Selected extract:
=== Section Start ===
For my sweet children, life has become a daily practice of knocking against the walls to see where the studs are. Like builders searching for where to drive the nail into a wall, they need to discover which parts of life will hold their weight and which parts will result in broken drywall and scraped knuckles.

As I watch them knock against the wall and floor and chair, the dutiful parent in me wants to keep reminding them what "safe" is. I look at my children and echo my son's words from earlier: They're just babies. They don't know anything. But that's not what Jesus says when he encounters children throughout the Gospels. 

Instead, he says, "Everyone else, watch and learn." Jesus challenges his followers to become more like the little children he observes, and if I've learned anything from watching my two kids, it's this: That is a terrifying challenge. 

When we talk about what it means to be childlike, we often use words like curious, wondrous, gentle and imaginative. These are good words, but they strike me as suspiciously adult. They sound like grown-ups trying to describe children the way critics describe art or sportscasters describe athletes. Such language might be accurate, but to the child they are irrelevant. Children are creatures of knuckles and knees.

Instead of curious and wondrous, what about clumsy and foolish? Instead of gentle and imaginative, what about brazen and blundering? Are these not the words that capture how we feel when we step into that other terrifying challenge that Christ issues: To take up our cross and carry it?
=== Section End ===
Try it: In the passage on being childlike above, write out word for word the stretch that begins at "As I watch them" and stops after "throughout the Gospels.".

Data section:
=== Section Start ===
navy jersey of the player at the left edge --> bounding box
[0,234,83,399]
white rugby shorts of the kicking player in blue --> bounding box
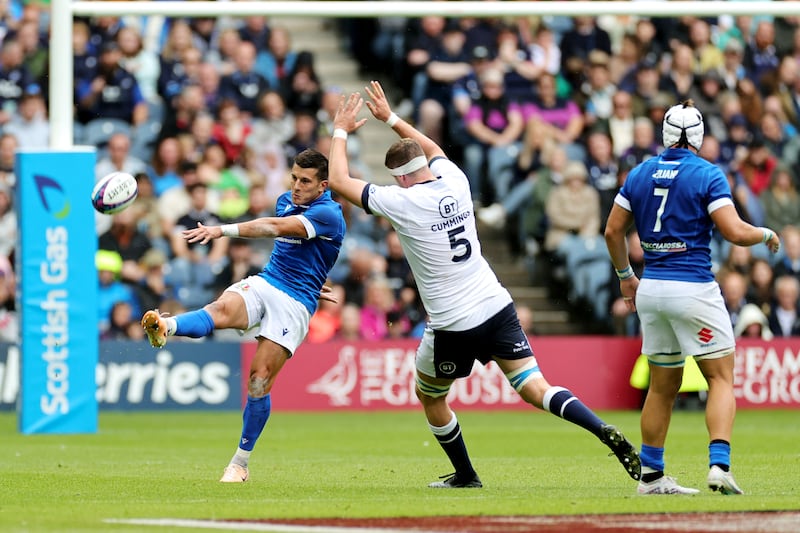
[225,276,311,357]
=== Section End ===
=== Section Start ===
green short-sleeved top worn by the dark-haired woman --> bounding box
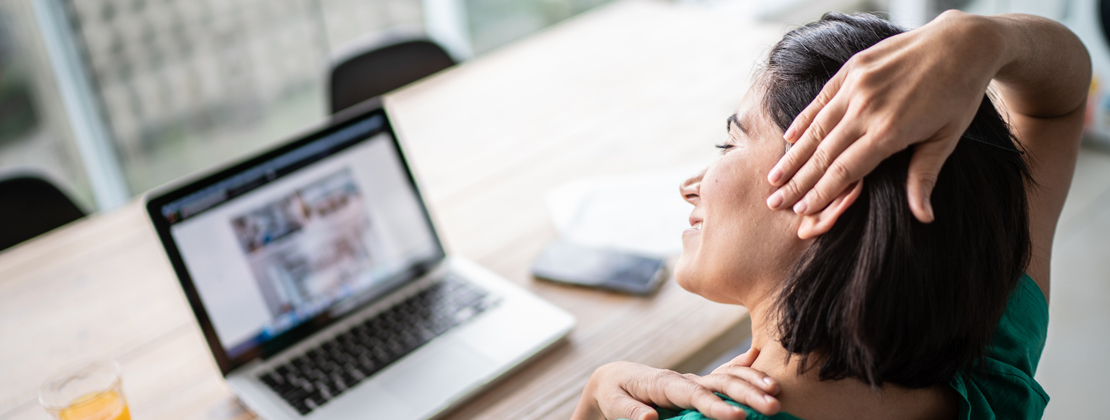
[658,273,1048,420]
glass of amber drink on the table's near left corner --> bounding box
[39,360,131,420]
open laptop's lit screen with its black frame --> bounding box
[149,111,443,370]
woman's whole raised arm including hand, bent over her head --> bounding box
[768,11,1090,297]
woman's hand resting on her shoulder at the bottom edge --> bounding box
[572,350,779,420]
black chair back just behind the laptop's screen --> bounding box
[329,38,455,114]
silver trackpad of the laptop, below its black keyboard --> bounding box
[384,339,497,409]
=== Section End ===
Task solution:
As I watch them knock against the wall and floor and chair, the dutiful parent in me wants to keep reminding them what "safe" is. I look at my children and echo my son's words from earlier: They're just babies. They don't know anything. But that's not what Jesus says when he encounters children throughout the Gospels.